Committee Member Profile—Philip Trowbridge
Animal
husbandry is in Philip Trowbridge's blood. A third-generation farmer, Trowbridge,
the newest member of the Zweig committee, always knew he'd get a job in animal
science. The eighth of nine children, he grew up on the family farm with cattle,
horses, and vegetables, then majored in animal science at the State University
of New York College of Technology at Alfred (Alfred State College). The day
after he graduated in 1976,Trowbridge went to work for Gallagher's Stud, Inc.,
a 600-acre farm in Ghent, N.Y., about 30 miles south of Albany. He's worked
there ever since.
Trowbridge started as a herdsman for the farm's Angus operation. A year later he married his college sweetheart. A year after that the farm's owners, Mr. And Mrs. Jerome Brody, purchased their first Thoroughbred horses. Soon after, the farm's Thoroughbred horse breeding operations became successful and Trowbridge was named manager. Today, the farm has horses racing throughout the nation and all over the world.

----

**WRITTEN PROBLEM:** Reproduce, word for word, the stretch of the Philip Trowbridge profile from "Committee Member Profile—Philip" through "there ever since.". The material after this point has no part in it.

**RECORD EXTRACTS:**

----

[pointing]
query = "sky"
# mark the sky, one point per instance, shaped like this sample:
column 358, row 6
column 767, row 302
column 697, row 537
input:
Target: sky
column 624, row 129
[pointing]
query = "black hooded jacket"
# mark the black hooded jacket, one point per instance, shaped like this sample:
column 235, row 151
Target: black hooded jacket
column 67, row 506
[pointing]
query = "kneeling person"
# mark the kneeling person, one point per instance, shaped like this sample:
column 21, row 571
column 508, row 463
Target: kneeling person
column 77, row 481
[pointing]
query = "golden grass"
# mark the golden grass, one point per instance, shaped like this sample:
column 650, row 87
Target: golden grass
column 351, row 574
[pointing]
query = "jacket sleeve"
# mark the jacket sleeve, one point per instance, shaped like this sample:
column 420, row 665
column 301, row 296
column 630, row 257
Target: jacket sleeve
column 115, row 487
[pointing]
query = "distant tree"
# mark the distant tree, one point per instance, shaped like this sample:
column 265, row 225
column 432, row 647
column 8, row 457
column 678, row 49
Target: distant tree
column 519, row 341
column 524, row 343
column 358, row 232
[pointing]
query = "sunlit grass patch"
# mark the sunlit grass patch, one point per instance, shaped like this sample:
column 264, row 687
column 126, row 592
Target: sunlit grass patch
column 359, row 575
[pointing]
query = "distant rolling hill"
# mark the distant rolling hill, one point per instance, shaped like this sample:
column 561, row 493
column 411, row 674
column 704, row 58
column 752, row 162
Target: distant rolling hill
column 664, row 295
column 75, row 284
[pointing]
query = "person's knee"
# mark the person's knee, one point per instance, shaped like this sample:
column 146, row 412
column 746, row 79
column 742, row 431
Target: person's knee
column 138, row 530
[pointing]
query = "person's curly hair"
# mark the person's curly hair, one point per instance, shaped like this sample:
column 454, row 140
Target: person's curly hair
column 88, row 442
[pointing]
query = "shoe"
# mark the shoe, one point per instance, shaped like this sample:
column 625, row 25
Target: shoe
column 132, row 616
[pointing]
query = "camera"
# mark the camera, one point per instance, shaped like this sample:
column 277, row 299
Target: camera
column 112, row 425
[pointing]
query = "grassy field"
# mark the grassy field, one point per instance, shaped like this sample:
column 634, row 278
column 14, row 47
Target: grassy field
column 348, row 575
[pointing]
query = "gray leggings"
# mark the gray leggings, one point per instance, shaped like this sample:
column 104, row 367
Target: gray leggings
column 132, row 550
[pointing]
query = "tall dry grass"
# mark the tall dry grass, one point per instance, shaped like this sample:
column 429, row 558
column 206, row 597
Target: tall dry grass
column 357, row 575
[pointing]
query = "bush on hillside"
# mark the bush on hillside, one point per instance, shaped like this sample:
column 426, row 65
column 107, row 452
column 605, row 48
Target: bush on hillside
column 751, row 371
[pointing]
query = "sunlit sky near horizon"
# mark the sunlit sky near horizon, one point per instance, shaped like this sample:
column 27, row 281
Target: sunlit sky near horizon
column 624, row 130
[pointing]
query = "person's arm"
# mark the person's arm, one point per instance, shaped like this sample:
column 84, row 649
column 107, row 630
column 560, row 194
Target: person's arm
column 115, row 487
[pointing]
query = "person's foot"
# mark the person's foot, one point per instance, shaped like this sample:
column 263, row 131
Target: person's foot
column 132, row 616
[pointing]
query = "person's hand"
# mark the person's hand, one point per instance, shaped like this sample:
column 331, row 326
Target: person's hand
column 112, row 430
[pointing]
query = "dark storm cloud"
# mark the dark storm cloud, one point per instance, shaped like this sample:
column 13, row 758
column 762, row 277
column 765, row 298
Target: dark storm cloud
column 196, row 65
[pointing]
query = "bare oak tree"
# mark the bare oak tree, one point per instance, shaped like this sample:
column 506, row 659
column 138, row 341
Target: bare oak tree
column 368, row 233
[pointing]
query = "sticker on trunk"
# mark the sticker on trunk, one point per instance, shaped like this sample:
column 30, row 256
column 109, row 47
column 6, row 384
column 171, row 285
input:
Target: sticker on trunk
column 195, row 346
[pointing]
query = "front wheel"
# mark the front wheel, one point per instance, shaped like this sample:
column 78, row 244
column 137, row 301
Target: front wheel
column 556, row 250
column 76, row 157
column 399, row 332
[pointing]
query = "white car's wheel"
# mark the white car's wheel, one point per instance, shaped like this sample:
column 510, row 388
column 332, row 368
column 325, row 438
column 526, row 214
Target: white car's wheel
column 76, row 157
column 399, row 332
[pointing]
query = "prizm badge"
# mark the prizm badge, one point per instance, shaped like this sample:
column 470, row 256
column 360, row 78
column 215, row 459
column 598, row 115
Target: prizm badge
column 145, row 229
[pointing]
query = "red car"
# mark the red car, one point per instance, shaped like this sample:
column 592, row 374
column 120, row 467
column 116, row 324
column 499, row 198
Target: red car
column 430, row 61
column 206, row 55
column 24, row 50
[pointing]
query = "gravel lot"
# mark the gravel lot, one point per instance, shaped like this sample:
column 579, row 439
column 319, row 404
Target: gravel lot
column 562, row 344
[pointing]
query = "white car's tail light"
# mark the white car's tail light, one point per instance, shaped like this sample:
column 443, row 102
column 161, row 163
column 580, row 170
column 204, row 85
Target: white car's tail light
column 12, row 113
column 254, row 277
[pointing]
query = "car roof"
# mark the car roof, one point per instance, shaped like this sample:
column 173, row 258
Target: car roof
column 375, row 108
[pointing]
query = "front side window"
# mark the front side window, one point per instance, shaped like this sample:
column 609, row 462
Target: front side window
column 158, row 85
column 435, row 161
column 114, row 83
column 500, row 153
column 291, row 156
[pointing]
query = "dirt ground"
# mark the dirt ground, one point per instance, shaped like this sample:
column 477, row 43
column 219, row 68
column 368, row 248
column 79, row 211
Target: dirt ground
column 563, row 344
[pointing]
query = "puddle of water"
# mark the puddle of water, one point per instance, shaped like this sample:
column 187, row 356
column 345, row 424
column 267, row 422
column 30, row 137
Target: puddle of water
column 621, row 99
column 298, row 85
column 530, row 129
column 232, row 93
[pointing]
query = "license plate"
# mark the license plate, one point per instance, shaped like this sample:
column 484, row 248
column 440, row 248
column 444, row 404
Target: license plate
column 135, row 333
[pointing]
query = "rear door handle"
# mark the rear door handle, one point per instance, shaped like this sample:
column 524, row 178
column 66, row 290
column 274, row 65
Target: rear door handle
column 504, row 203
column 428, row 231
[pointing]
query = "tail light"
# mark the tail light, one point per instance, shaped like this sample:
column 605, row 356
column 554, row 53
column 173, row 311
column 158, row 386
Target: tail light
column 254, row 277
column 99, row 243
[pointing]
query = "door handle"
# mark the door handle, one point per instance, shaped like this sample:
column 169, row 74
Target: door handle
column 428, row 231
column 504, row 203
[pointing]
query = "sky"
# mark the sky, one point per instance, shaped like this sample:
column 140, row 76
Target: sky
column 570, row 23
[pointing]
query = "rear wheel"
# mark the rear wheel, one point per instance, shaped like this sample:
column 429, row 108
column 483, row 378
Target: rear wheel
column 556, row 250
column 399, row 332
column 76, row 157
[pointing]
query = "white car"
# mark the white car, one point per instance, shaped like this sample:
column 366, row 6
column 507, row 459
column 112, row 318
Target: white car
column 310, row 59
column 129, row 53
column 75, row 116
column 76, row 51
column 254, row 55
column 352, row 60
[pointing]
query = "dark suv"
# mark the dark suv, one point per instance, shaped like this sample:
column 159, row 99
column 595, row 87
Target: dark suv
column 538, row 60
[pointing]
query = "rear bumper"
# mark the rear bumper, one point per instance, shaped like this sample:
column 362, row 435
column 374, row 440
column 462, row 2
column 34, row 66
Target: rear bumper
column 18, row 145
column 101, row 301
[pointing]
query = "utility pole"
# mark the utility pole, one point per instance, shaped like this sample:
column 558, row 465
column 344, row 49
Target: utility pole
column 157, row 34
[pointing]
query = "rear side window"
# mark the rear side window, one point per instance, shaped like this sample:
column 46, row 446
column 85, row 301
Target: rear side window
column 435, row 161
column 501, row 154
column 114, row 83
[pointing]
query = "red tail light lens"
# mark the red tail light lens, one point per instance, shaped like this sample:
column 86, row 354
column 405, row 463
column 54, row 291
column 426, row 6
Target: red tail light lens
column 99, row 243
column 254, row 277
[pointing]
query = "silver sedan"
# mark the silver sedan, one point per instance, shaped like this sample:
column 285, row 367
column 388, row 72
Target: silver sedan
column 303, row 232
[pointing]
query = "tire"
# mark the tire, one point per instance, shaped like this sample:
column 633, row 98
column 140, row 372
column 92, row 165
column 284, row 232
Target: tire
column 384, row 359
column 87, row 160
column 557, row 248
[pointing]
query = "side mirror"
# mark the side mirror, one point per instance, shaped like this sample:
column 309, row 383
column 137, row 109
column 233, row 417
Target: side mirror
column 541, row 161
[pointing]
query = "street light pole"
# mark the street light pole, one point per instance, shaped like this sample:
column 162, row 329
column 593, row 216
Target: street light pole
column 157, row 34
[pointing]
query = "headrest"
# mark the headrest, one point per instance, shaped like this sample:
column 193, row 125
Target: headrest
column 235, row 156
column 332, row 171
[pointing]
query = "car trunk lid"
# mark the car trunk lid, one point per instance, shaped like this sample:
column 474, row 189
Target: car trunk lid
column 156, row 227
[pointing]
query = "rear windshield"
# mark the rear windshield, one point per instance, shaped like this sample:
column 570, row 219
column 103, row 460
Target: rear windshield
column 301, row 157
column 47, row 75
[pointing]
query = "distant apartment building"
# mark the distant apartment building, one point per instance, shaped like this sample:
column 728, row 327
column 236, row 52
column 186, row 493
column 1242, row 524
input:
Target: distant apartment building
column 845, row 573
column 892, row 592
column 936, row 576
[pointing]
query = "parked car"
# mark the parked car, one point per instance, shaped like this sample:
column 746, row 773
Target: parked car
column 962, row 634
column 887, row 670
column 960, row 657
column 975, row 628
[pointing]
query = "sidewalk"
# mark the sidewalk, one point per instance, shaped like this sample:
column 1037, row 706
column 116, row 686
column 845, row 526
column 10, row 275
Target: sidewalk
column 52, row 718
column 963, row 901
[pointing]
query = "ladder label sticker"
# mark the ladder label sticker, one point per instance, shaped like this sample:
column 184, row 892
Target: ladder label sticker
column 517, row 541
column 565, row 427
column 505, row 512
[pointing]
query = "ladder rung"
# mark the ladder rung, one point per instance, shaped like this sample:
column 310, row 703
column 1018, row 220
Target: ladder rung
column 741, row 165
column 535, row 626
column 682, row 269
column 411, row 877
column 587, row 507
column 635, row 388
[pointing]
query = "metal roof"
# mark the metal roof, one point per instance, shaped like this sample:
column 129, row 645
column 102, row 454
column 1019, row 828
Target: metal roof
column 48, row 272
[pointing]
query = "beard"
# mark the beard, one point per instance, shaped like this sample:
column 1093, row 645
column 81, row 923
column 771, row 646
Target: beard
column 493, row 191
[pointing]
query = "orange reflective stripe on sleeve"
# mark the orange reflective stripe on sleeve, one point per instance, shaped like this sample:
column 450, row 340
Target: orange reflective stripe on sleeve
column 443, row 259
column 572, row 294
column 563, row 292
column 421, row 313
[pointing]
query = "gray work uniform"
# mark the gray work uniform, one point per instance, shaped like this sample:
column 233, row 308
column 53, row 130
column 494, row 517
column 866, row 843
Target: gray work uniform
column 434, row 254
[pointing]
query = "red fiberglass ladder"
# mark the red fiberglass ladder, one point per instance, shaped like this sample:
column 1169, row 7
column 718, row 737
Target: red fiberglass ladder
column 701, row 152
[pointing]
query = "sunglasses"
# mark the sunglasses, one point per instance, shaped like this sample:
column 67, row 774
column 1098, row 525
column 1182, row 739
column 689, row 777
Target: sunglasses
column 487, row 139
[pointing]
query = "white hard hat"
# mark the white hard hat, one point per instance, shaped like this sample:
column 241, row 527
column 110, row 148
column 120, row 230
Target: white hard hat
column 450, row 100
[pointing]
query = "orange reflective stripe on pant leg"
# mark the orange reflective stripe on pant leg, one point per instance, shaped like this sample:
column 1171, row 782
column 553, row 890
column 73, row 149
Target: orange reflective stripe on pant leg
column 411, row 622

----

**EXERCISE ANSWER:**
Committee Member Profile—Philip Trowbridge
Animal
husbandry is in Philip Trowbridge's blood. A third-generation farmer, Trowbridge,
the newest member of the Zweig committee, always knew he'd get a job in animal
science. The eighth of nine children, he grew up on the family farm with cattle,
horses, and vegetables, then majored in animal science at the State University
of New York College of Technology at Alfred (Alfred State College). The day
after he graduated in 1976,Trowbridge went to work for Gallagher's Stud, Inc.,
a 600-acre farm in Ghent, N.Y., about 30 miles south of Albany. He's worked
there ever since.